DATA FOR PROCESSING:
(begin)

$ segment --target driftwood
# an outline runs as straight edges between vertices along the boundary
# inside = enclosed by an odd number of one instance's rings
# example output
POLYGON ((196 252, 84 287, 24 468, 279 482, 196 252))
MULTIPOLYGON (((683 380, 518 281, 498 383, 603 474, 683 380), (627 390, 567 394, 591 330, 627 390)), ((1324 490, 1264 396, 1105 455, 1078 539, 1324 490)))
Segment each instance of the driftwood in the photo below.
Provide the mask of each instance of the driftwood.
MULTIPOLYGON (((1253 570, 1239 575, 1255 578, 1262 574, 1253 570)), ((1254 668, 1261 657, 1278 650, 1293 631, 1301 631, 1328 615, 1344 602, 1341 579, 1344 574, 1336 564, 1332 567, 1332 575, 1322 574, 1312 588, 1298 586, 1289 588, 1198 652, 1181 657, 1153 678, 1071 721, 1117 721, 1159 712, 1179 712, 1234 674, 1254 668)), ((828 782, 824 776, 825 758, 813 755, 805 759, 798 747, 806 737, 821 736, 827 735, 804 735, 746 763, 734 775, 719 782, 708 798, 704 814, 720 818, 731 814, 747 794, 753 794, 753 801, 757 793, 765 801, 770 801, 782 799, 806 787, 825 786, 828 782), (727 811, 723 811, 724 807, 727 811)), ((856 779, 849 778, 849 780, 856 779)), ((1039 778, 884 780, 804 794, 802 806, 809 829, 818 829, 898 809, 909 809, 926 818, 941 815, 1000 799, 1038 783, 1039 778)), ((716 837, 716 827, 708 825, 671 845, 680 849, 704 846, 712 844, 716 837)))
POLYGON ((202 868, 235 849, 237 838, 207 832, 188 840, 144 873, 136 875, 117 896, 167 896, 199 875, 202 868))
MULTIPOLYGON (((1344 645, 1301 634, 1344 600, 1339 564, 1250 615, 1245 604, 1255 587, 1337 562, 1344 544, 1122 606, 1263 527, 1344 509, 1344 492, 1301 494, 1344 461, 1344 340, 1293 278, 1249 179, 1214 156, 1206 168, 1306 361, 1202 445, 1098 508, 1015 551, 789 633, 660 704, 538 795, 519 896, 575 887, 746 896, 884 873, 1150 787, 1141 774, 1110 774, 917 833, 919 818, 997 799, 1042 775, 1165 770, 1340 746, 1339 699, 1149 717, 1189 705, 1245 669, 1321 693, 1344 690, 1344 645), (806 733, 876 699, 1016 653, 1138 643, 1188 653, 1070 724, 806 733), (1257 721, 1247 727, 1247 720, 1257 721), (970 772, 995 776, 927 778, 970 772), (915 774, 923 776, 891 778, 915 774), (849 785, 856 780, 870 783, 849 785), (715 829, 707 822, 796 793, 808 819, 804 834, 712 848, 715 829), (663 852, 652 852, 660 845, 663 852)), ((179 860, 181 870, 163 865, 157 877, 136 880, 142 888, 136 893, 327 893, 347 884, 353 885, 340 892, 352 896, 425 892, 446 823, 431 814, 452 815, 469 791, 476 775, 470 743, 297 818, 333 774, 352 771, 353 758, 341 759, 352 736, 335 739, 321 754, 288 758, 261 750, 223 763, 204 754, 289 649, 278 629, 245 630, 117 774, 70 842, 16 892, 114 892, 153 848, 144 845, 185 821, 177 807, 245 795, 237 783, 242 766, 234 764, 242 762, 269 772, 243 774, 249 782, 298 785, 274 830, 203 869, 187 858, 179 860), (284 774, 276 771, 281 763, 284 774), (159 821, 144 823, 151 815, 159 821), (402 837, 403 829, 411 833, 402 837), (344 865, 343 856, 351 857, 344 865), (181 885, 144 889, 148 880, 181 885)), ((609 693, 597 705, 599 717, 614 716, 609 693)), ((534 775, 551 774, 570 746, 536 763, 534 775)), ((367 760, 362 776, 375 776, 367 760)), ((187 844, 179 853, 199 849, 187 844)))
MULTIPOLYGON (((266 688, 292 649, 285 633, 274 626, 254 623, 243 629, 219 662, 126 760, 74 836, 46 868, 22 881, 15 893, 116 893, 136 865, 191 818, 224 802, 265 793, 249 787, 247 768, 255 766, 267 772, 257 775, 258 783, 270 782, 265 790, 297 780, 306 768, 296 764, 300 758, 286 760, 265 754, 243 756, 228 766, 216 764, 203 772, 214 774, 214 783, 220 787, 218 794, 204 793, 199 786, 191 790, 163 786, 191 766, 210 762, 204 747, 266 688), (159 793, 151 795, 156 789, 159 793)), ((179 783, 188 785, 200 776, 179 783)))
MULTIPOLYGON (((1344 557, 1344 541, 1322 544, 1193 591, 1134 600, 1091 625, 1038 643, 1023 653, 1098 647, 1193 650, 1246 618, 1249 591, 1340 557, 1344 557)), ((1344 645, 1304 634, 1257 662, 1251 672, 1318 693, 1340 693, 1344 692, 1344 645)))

(end)

TASK INSTRUCTIONS: Rewrite all the rows above, changing every occurrence of "driftwood" to "seaweed" and keeping everything else the same.

ANSWER TO THIS EXERCISE:
$ segment --target seaweed
# an outline runs as straight edges between vertices along the boundary
# inside = enclosed by an odd number of one instance's rings
# example output
POLYGON ((196 252, 84 287, 24 468, 279 482, 196 252))
MULTIPOLYGON (((683 380, 518 281, 498 383, 603 474, 683 380), (627 390, 567 394, 591 330, 627 390)), ((1324 490, 1264 396, 1105 455, 1078 539, 1324 490)))
Segment each instance of the seaweed in the photo below.
Provide the mask of each instance of the seaweed.
MULTIPOLYGON (((1253 570, 1239 575, 1255 578, 1262 574, 1253 570)), ((1254 668, 1261 657, 1278 650, 1293 631, 1301 631, 1328 615, 1344 602, 1341 579, 1344 574, 1336 564, 1332 567, 1332 575, 1322 574, 1312 588, 1298 586, 1289 588, 1198 652, 1181 657, 1153 678, 1071 721, 1117 721, 1159 712, 1179 712, 1234 674, 1254 668)), ((828 782, 824 776, 825 758, 813 755, 805 759, 798 747, 806 737, 821 736, 827 735, 804 735, 746 763, 734 775, 719 782, 708 798, 704 814, 720 818, 731 814, 747 794, 753 794, 753 801, 757 793, 765 801, 770 801, 782 799, 806 787, 825 786, 828 782), (727 811, 723 811, 724 807, 727 811)), ((856 779, 849 778, 849 780, 856 779)), ((1039 778, 884 780, 804 794, 802 806, 809 829, 818 829, 898 809, 909 809, 926 818, 941 815, 1000 799, 1038 783, 1039 778)), ((716 837, 716 827, 708 825, 671 845, 680 849, 704 846, 712 844, 716 837)))
POLYGON ((202 868, 235 849, 237 838, 207 832, 188 840, 144 873, 136 875, 117 896, 167 896, 199 875, 202 868))
MULTIPOLYGON (((1344 645, 1301 634, 1344 600, 1339 564, 1250 615, 1245 604, 1255 587, 1337 562, 1344 544, 1122 606, 1263 527, 1344 509, 1344 492, 1301 494, 1344 461, 1344 340, 1293 278, 1249 179, 1214 156, 1206 168, 1306 361, 1202 445, 1098 508, 1015 551, 789 633, 660 704, 538 795, 519 896, 575 887, 746 896, 884 873, 1150 787, 1141 774, 1110 774, 917 833, 919 818, 997 799, 1042 775, 1165 770, 1340 746, 1339 699, 1149 717, 1189 705, 1245 669, 1321 693, 1344 690, 1344 645), (806 733, 876 699, 1016 653, 1138 643, 1188 653, 1070 724, 806 733), (1257 721, 1247 727, 1247 720, 1257 721), (970 772, 995 776, 927 778, 970 772), (915 774, 923 776, 891 778, 915 774), (849 785, 856 780, 870 783, 849 785), (715 829, 707 822, 796 793, 808 819, 804 834, 712 848, 715 829), (663 852, 652 852, 660 845, 663 852)), ((179 860, 181 870, 163 865, 157 877, 136 880, 142 888, 136 893, 327 893, 347 884, 353 885, 340 892, 352 896, 425 892, 446 823, 431 814, 452 815, 469 791, 476 775, 470 743, 297 818, 333 774, 352 771, 353 758, 341 759, 352 736, 335 739, 321 754, 288 758, 261 750, 223 763, 204 754, 289 649, 278 629, 245 630, 117 774, 70 842, 16 892, 114 892, 153 848, 144 845, 185 821, 177 807, 245 795, 237 783, 242 766, 234 764, 242 762, 269 772, 243 774, 249 782, 298 785, 274 830, 203 869, 187 858, 179 860), (284 774, 276 771, 281 763, 284 774), (159 821, 144 823, 151 815, 159 821), (402 837, 403 829, 411 833, 402 837), (344 865, 343 856, 351 857, 344 865), (181 885, 144 889, 148 880, 181 885)), ((609 693, 597 705, 599 717, 614 716, 609 693)), ((534 775, 551 774, 570 746, 536 763, 534 775)), ((367 760, 362 776, 375 776, 367 760)), ((187 844, 179 853, 199 849, 187 844)))
MULTIPOLYGON (((266 688, 292 649, 285 633, 274 626, 254 623, 243 629, 219 662, 126 760, 74 836, 46 868, 22 881, 15 893, 116 893, 136 865, 191 818, 224 802, 265 793, 249 787, 247 768, 255 766, 267 772, 257 775, 258 783, 270 782, 265 790, 297 780, 306 768, 296 764, 300 758, 286 760, 265 754, 243 756, 228 766, 216 764, 203 772, 214 774, 214 783, 220 787, 218 794, 204 793, 199 786, 191 790, 163 786, 191 766, 210 762, 204 747, 266 688), (159 793, 151 795, 156 789, 159 793)), ((179 783, 188 785, 200 776, 179 783)))
MULTIPOLYGON (((1344 557, 1344 541, 1322 544, 1193 591, 1134 600, 1091 625, 1038 643, 1023 653, 1098 647, 1193 650, 1246 618, 1249 591, 1340 557, 1344 557)), ((1344 645, 1304 634, 1257 662, 1251 672, 1318 693, 1340 693, 1344 692, 1344 645)))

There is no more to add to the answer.